> Problem details
Please write out the complete listing that follows, exactly as it reads.

> Dataset
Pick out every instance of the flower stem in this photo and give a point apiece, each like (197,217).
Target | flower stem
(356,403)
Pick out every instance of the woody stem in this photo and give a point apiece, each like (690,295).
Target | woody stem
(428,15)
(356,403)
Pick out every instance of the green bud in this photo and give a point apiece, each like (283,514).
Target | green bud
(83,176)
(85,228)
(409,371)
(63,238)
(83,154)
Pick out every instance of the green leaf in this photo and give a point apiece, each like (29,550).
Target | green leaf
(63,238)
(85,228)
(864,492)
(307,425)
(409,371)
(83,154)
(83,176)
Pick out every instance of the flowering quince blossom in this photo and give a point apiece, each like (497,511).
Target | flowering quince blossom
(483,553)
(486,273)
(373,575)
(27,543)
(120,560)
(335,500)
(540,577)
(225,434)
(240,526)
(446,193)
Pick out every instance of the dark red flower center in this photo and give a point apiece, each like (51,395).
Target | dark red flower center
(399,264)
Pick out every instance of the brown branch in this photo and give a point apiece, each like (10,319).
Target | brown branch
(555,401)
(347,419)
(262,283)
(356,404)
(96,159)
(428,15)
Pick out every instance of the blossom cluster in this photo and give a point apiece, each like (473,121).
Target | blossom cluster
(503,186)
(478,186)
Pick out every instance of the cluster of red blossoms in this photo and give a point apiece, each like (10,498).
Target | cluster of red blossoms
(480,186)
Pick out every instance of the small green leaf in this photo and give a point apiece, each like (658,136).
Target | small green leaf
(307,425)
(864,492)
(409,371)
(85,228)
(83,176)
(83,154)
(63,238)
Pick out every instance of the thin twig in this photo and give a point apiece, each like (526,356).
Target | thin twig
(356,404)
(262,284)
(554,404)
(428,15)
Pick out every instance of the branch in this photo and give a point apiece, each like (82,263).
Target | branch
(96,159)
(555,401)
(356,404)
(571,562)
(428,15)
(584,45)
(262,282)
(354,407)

> Result below
Pick out every instance of the flower stem in this photo and give a point apiece, each like (197,217).
Target | flower stem
(356,403)
Pick out every instance of the woody stem in this photo and give a point apiece, each like (690,295).
Target | woody stem
(428,15)
(356,403)
Pick out every instance of the green bud in this photo and give a point apiece, each like (283,514).
Target | green bud
(83,176)
(85,228)
(409,371)
(63,238)
(83,154)
Pick out every instance of the green leaf in this photo and give a point apiece, each like (29,550).
Target | green leaf
(63,238)
(85,228)
(864,492)
(307,425)
(409,371)
(83,154)
(83,176)
Pick out every instance of the flowering quince blossom in this photo and give a point apiece, each like (497,511).
Target | flowering quince blossom
(483,553)
(486,273)
(373,575)
(27,543)
(120,560)
(335,500)
(540,577)
(225,434)
(240,526)
(446,193)
Pick out every instance of the dark red flower center in this photo and give a point apiece, each like (51,395).
Target | dark red flower center
(399,264)
Pick out every instance of the brown branch in this photo and give a point apiece, each like (10,319).
Target | brown branch
(555,401)
(347,419)
(262,283)
(356,404)
(96,159)
(428,15)
Pick out every instance of the blossom cluster in this photo and give a point apiece, each like (473,121).
Target | blossom cluster
(503,186)
(478,186)
Pick out every instance of the cluster of red blossoms in this photo and give a point apiece, each like (10,498).
Target | cluster of red blossoms
(480,186)
Pick out every instance of the small green leaf in this photo and give a point apiece, each like (658,136).
Target | small green leaf
(307,425)
(864,492)
(409,371)
(85,228)
(83,176)
(83,154)
(63,238)
Pick out every instance of the thin twig in this photo and give a point apiece, each like (526,356).
Target | thin twig
(356,404)
(262,284)
(554,404)
(428,15)
Pick out every instance of the branch in this photo and give a point apiece, each like (82,263).
Target | branch
(96,159)
(555,401)
(356,404)
(571,562)
(428,15)
(584,45)
(262,282)
(354,407)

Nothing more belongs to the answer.